======== Extrait

Il est écrit que jamais la coupe de France ne se déroulera en la ville des "Gones" sous un ciel lumineux et brillant d'un éclatant soleil. Il a plu en effet samedi et ce matin la cité des soyeux s'est une nouvelle fois encore éveillée avec son habituellement manteau grisâtre. Les prévisions atmosphériques ne sont pas très rassurantes. C'est donc par temps sombre et brumeux que l'on craint de voir se dérouler la demi-finale la plus importante opposant Marseille au Red Star. Les dieux ne seront donc guère disposés à nous gratifier pour une fête aussi belle de la balle ronde, de l'heureuse parure de maître Phébus ; regrettons-le et souhaitons qu'un jour prochain les sportifs entreront dans leurs grâces.

La situation géographique merveilleuse de Lyon gratifie assez souvent les administrés du président Herriot de rencontres à rendre jalouses bien d'autres villes ; qu'importent ces avantages ! Ils ont été favorables à l'évolution de la balle ronde dans cet région où autrefois l'on marquait un net désintéressement pour notre sport favori au bénéfice du rugby. Aujourd'hui le public Lyonnais est entièrement acquis aux beautés de la ronde ; la preuve en est dans la rencontre qui, il y a un mois, opposait Sochaux à Marseille et pour laquelle le Stade des Iris s'avéra nettement insuffisant pour recevoir le très nombreux public désireux d'assister à ce choc mémorable. C'est dire la place qu'occupe désormais le football chez les soyeux et le populaire et brillant accueil que les sportifs lyonnais réservent à chacune des rencontres de Coupe se déroulant sur leur territoire.

Les " Gones " auront donc aujourd'hui le privilège de voir aux prises deux clubs au passé glorieux : le Red Star, quatre fois vainqueur de la Coupe, et l'Olympique de Marseille qui a inscrit trois fois son nom au palmarès de l'épreuve.

Paris contre Sud-Est ? Marseille ou Red Star ? Les paris sont ouverts. Qui va, dans quelques heures, gagner cette dernière épreuve avant la triomphale finale ? Les deux équipes se valent ; toutes deux sont des spécialistes de ce genre de coup et peuvent émettre d'égales prétentions. Cette incertitude qui fait le charme angoissant du sport plane certainement dans tous les coeurs des sportifs de France, même dans ceux des partisans les plus enthousiastes de chacun des deux onze .

================
======== Données d'entrée

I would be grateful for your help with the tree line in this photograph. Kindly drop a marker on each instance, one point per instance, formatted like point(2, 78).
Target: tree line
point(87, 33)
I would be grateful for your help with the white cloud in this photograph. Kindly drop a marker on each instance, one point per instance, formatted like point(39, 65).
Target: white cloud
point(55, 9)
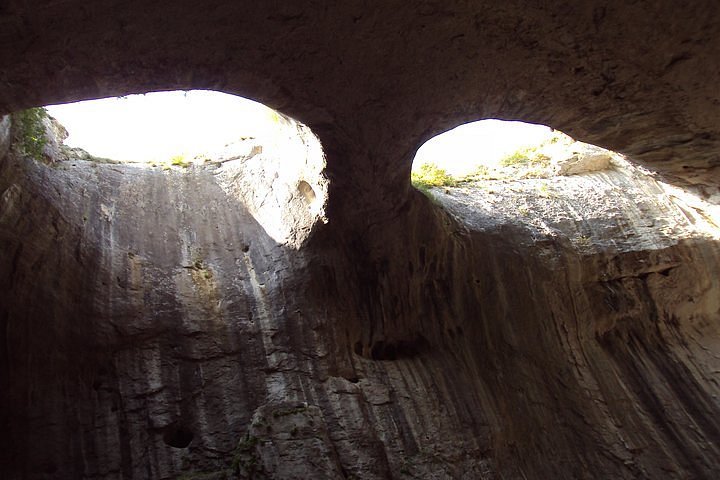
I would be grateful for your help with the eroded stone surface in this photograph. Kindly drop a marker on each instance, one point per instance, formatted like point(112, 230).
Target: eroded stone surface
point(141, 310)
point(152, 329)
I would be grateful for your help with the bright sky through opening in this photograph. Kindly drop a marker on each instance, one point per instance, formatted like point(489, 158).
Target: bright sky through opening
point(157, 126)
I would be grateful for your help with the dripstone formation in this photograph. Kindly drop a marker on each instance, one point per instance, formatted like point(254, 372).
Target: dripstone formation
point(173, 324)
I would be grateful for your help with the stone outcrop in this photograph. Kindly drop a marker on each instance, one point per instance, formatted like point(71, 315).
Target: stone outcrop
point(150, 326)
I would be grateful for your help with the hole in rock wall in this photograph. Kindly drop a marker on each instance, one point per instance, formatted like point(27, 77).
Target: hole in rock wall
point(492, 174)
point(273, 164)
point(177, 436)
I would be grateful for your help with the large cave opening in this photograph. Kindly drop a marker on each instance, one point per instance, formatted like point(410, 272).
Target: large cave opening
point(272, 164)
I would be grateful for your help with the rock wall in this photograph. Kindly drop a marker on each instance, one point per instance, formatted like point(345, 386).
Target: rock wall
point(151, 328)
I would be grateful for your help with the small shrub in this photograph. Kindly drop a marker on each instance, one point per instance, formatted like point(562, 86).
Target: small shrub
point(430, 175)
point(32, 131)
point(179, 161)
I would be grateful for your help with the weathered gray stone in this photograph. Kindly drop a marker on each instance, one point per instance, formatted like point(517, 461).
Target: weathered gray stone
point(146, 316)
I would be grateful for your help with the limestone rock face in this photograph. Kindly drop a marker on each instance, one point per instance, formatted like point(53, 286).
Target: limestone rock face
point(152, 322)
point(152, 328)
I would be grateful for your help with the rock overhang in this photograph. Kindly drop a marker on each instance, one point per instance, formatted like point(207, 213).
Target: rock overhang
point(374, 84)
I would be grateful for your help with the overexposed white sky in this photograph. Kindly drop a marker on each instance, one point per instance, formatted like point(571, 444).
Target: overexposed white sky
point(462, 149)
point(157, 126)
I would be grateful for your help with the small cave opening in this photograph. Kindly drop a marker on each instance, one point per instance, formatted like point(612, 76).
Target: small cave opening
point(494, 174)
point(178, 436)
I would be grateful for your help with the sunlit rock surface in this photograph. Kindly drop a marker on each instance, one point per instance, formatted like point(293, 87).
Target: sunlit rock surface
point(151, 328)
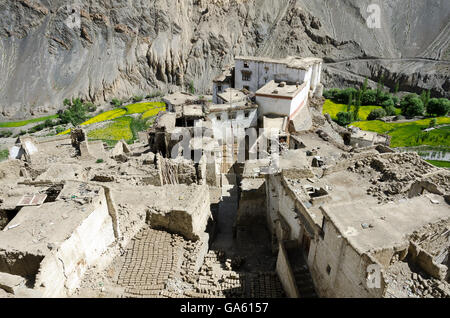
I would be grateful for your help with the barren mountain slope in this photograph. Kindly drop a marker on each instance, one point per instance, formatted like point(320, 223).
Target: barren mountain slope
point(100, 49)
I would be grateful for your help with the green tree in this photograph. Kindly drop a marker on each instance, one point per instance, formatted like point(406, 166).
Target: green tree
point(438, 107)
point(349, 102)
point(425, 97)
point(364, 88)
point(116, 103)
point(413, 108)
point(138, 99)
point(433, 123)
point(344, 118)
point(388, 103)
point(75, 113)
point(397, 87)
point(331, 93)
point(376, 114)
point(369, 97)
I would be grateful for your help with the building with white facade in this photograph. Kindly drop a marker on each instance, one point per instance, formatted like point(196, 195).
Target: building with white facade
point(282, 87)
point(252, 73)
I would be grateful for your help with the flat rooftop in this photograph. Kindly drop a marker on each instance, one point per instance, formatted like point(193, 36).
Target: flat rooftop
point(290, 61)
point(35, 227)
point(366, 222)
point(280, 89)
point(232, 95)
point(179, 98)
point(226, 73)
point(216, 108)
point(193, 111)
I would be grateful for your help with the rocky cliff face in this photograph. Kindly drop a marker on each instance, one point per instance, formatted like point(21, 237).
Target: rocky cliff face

================

— Série d'exercices —
1. Relevez tous les clubs de football nommés dans l'article sur la demi-finale de la Coupe de France.
2. Mettez au format CSV à deux colonnes, intitulées demande et reponse, les entrées allant de la ligne contenant "I would be grateful for your help with the hole" jusqu'à la ligne contenant "point(152, 328)", ces deux lignes comprises. Prévoyez une ligne par entrée, chaque champ entre guillemets et les sauts de ligne remplacés par des espaces.
L'article et les entrées ne proviennent pas de la même source.

— Corrigés —
1. L'Olympique de Marseille, le Red Star, Sochaux

2.
demande,reponse
"I would be grateful for your help with the hole in rock wall in this photograph. Kindly drop a marker on each instance, one point per instance, formatted like point(27, 77). Target: hole in rock wall","point(492, 174) point(273, 164) point(177, 436)"
"I would be grateful for your help with the large cave opening in this photograph. Kindly drop a marker on each instance, one point per instance, formatted like point(410, 272). Target: large cave opening","point(272, 164)"
"I would be grateful for your help with the rock wall in this photograph. Kindly drop a marker on each instance, one point per instance, formatted like point(345, 386). Target: rock wall","point(151, 328)"
"I would be grateful for your help with the small shrub in this photograph. Kindly drop a marker on each instance, one point per instance, formatted like point(562, 86). Target: small shrub","point(430, 175) point(32, 131) point(179, 161)"
"I would be grateful for your help with the weathered gray stone in this photograph. Kindly drop a marker on each instance, one point per instance, formatted like point(517, 461). Target: weathered gray stone","point(146, 316)"
"I would be grateful for your help with the limestone rock face in this photograph. Kindly drop a marker on each instance, one point per instance, formatted like point(53, 286). Target: limestone rock face","point(152, 322) point(152, 328)"